▶ WORK TO COMPLETE
From the passage on labor unions below, list every problem it says contemporary unions confront.

It was not unionisation, but changes in the forms of labour contracts, in the structure of labour relations so that labour became much more an across-time interaction with increased information asymmetries, which increased the “stickiness” of labour. Unions are a symptom of that change far more than they are a source of wage “stickiness”.
Contemporary unions confront a range of problems. First, with the growth of two-income households, variation in income became rather less of an issue for many households, so workers become more willing to shift to forms of labour provision not susceptible to unionisation. Second, the increase in incomes and growth of regulation and other government interventions has meant that legal mechanisms (lawyers) and political ones (politicians and media) became increasingly competitive to unions as bargaining mechanisms. Third, the interests of unions is to make employment remuneration as complex as possible—both because that increases the need for a bargaining agent and because that provides various “victories” for unions to trumpet. The problem is that such a strategy increasingly generates wasted resources that can be harvested by moving to different forms of labour provision or contractual arrangements. Just as it was not employer market power which drove the rise of unions, nor is it driving their decline.

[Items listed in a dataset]
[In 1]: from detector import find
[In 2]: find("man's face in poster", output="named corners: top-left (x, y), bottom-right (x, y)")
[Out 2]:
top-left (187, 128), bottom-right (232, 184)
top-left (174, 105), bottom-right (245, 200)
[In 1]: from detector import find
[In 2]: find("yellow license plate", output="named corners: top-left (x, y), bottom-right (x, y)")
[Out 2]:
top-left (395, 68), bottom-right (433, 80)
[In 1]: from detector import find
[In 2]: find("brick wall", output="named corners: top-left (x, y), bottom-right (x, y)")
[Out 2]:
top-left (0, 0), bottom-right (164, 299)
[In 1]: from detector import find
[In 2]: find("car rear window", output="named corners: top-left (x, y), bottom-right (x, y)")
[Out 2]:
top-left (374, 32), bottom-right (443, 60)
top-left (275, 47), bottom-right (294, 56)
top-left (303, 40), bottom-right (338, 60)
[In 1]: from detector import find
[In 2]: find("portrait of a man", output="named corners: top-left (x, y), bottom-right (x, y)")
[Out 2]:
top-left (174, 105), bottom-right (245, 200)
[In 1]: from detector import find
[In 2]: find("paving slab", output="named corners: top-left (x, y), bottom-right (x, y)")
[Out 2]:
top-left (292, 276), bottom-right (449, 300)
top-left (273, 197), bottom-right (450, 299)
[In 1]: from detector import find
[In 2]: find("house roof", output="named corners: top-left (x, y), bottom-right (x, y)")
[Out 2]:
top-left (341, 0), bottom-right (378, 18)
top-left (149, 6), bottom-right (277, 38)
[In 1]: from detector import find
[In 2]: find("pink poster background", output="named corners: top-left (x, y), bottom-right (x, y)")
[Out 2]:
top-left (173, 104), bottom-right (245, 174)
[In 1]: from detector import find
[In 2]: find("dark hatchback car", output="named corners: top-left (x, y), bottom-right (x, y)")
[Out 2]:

▶ EXPECTED OUTPUT
1. With the growth of two-income households, income variation matters less to many households, so workers are more willing to shift to forms of labor provision not susceptible to unionization.
2. Rising incomes and the growth of regulation and other government interventions have made legal mechanisms (lawyers) and political ones (politicians and media) increasingly competitive with unions as bargaining mechanisms.
3. Unions have an interest in making employment remuneration as complex as possible. That strategy increasingly generates wasted resources that can be harvested by moving to different forms of labor provision or contractual arrangements.